-- YOUR GOAL --
Repeat the records below exactly, leaving out any pictures.

(Point-based annotation data)
* * *

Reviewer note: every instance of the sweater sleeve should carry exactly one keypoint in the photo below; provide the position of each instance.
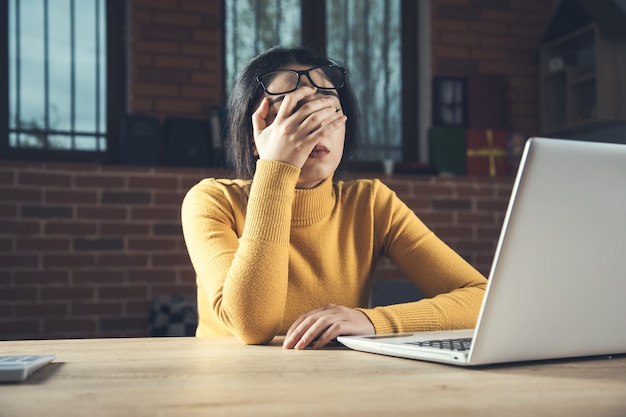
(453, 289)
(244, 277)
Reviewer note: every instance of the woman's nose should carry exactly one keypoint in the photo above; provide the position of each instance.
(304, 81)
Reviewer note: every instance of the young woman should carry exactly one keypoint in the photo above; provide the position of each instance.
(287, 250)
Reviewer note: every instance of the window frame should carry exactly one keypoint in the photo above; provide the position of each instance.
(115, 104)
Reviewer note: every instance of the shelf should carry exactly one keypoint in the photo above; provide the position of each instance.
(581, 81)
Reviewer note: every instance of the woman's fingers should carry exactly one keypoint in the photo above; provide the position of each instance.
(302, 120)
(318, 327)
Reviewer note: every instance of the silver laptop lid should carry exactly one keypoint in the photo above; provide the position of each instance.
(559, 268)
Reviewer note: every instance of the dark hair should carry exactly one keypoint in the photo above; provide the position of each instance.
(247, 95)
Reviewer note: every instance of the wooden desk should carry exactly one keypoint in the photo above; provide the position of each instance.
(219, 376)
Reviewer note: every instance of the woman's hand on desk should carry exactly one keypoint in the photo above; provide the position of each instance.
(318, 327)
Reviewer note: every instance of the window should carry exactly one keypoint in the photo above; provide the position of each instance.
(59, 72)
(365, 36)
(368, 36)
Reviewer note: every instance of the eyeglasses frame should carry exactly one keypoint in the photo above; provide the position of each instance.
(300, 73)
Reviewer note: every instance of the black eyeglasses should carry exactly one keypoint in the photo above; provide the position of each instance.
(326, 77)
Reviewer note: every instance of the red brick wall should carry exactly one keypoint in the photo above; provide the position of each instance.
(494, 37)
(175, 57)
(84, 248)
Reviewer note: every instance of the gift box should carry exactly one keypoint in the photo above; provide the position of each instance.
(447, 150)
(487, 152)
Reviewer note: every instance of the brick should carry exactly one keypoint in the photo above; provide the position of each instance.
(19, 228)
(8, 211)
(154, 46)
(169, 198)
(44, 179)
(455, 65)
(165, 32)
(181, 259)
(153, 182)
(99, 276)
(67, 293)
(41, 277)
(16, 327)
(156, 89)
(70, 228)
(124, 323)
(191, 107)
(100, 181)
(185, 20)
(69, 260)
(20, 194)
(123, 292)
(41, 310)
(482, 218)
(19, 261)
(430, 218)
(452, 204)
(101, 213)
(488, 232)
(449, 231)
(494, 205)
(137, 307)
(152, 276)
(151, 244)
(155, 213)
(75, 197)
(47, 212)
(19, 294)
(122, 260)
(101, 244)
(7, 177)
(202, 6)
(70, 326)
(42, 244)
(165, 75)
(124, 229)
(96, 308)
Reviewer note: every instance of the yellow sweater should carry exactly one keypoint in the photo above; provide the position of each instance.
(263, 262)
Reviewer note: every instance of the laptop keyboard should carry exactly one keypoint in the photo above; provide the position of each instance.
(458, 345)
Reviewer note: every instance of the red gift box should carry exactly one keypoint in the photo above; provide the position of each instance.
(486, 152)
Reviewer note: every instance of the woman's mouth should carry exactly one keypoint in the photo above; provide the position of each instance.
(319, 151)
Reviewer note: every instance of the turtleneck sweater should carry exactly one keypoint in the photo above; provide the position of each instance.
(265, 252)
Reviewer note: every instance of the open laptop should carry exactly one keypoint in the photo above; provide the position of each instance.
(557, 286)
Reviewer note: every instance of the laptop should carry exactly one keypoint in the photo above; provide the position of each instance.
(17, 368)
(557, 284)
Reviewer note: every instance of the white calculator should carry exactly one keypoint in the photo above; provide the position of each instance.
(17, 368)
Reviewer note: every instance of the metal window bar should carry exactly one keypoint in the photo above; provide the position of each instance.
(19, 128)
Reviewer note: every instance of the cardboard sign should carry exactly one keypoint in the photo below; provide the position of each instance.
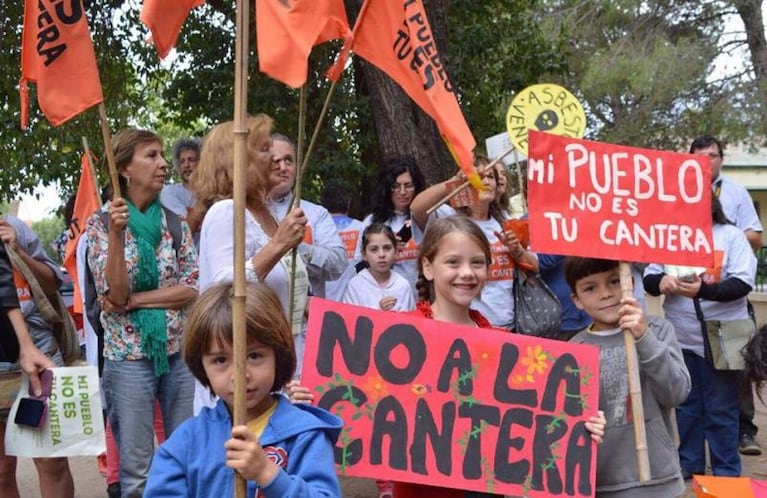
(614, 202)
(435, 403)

* * *

-- COMPLETE ANSWER --
Reviewer note: every instance of the sweater sleeve should carry exactly one keypoint in the photo below; provide the position of each instance.
(453, 289)
(244, 277)
Reviewer note: every instance of the woman's nose should carry exactly one keypoint in the photo above; provide the position of each instance.
(304, 81)
Reviewer note: every instance of the young woman should carry exactly one keypoint in the photo above; provide the position of each instance.
(287, 250)
Reviewer note: every instance of the window frame should carry exactly one keypoint in the photo above; provide the position of each instance.
(115, 104)
Reviewer note: every instance of the shelf should carry exactly one keypoint in the photo above; provide the position of each instance.
(581, 81)
Reviewer note: every instance of the woman's fingers should carry exactly one keypoint in the photo above; provide the position of each instance.
(302, 120)
(318, 327)
Reviewer note: every instance of the silver laptop lid should carry exactly one keypoint in the photo above; provide the position of each instance.
(559, 268)
Reviewer note: every instance of the dark hair should carry exactly one keypoint in the photo above; provide the position of each instance.
(247, 95)
Reviewer note: every instance of the wooden desk should carry exactly one keypoint in the photo above; provide the position of each instance.
(219, 376)
Reviewer note: every instance of the woman's hand on desk should carry exactly one keypoint in the photo above; provide the position of each instance.
(318, 327)
Reviewer note: every instance of the window should carry exactly one keypoint in the photo above; provide the position of each instance.
(59, 72)
(365, 36)
(368, 36)
Reviewer note: every instance of the eyeglasses frame should carry exactly one keypoint in the photo above; provide the position of each instance.
(300, 73)
Reviewer note: every instance of the black eyeglasses should carry exactly one keypoint in the photo above; provide the position of each instance.
(326, 77)
Reviewer note: every instance of the red brick wall should carry exactly one keypoint in the photo above; provide the position of each instance.
(494, 37)
(175, 57)
(84, 248)
Reviewer note: every instance of the gift box should carry exactly one keypoint in the photo above; provide the position of each instance.
(447, 150)
(487, 152)
Reviewer note: every instance of the brick should carry exactly one keypoint in the photo above; provide the position of each instance.
(19, 228)
(8, 211)
(154, 46)
(169, 198)
(44, 179)
(455, 65)
(165, 32)
(181, 259)
(153, 182)
(99, 276)
(67, 293)
(41, 277)
(16, 327)
(156, 89)
(70, 228)
(124, 323)
(191, 107)
(100, 181)
(185, 20)
(69, 260)
(20, 194)
(123, 292)
(41, 310)
(482, 218)
(19, 261)
(430, 218)
(452, 204)
(101, 213)
(488, 232)
(449, 231)
(494, 205)
(137, 307)
(152, 276)
(151, 244)
(155, 213)
(75, 197)
(47, 212)
(19, 294)
(122, 260)
(101, 244)
(7, 177)
(202, 6)
(70, 326)
(42, 244)
(165, 75)
(124, 229)
(96, 308)
Reviewer note: every instance of the yellow sweater should carry exactly one keypoint in the photo above; provide the position of each instance.
(263, 262)
Reviewer note: every instance of the laptop keyboard should carry exactly one keypoint in the photo above; provide the position of each instance.
(458, 345)
Reviewer note: every instance of the red gift box should carry exactly one keypoint in the photo above; provide the position of each instance.
(486, 152)
Reviewer note: every instance of the woman's mouth should carry exactly one keypoint in the photo above; provide the position of each instance.
(319, 151)
Reviewer note: every instance of the turtleneck sweater should carry exactly one keypoint in the photo above; provide the position of each instance.
(265, 252)
Reviewer note: every instance of the open laptop should carry exactly one keypoint in the photo above; provide the position of each instance.
(557, 286)
Reviewer note: every instance of the laptop should carry exactly one keypoint in the photo above; provide the position of each instance.
(17, 368)
(557, 284)
Reviewer note: every instance of the white calculator should carry exactly one keypoint in the photo above; provide the position of each instance.
(17, 368)
Reviewer note: every instance of the metal window bar should carry exactly one keypoint in the photo above; provide the position of each instance.
(19, 128)
Reviewer note: every instance of the cardboard sign should carry exactly one keypoint in the photo below; provide the position of each instance.
(614, 202)
(435, 403)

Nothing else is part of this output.